Please count how many lines of the data include the word "eyeglasses". Give only that number in reply.

[Start of section]

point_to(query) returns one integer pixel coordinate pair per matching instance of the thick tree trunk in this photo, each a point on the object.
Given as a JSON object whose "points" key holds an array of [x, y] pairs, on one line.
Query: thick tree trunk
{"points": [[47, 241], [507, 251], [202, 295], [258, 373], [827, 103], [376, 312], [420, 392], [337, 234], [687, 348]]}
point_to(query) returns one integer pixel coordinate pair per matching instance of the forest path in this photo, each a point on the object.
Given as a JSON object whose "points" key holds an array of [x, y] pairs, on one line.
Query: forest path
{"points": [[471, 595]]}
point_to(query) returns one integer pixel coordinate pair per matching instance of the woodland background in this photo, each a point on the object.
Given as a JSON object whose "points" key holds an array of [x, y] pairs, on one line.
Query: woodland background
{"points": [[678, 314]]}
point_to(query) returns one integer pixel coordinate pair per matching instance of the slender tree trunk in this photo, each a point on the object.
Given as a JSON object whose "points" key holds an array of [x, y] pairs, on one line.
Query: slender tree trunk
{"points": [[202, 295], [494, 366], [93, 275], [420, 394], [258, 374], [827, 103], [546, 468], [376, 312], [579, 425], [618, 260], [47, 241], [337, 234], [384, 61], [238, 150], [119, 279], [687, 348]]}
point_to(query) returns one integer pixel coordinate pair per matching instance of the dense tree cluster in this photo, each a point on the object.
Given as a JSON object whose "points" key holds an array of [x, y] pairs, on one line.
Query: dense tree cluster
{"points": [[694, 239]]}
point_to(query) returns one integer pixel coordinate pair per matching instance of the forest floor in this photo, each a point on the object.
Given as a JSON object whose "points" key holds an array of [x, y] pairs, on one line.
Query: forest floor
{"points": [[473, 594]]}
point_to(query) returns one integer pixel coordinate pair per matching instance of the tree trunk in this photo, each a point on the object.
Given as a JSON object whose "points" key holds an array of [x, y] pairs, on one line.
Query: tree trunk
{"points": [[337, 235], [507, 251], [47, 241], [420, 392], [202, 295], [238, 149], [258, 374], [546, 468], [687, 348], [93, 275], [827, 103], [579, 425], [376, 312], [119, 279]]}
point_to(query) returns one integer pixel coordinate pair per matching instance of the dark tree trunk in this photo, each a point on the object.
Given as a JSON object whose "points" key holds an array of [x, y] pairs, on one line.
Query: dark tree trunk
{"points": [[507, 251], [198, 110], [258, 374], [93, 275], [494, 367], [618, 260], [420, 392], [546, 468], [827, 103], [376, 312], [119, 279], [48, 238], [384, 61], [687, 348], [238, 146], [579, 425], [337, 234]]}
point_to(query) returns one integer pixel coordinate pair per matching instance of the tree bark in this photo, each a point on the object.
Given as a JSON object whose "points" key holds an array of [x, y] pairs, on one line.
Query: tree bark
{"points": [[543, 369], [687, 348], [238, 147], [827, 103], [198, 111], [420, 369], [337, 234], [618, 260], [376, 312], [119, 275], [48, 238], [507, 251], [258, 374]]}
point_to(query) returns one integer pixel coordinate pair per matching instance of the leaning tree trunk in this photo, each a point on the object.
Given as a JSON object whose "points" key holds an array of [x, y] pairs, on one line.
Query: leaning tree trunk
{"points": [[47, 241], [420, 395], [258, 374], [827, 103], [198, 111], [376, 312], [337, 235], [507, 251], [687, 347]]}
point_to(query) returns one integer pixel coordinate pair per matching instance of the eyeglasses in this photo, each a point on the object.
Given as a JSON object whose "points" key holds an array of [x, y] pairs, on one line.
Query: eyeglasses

[End of section]

-- Solution --
2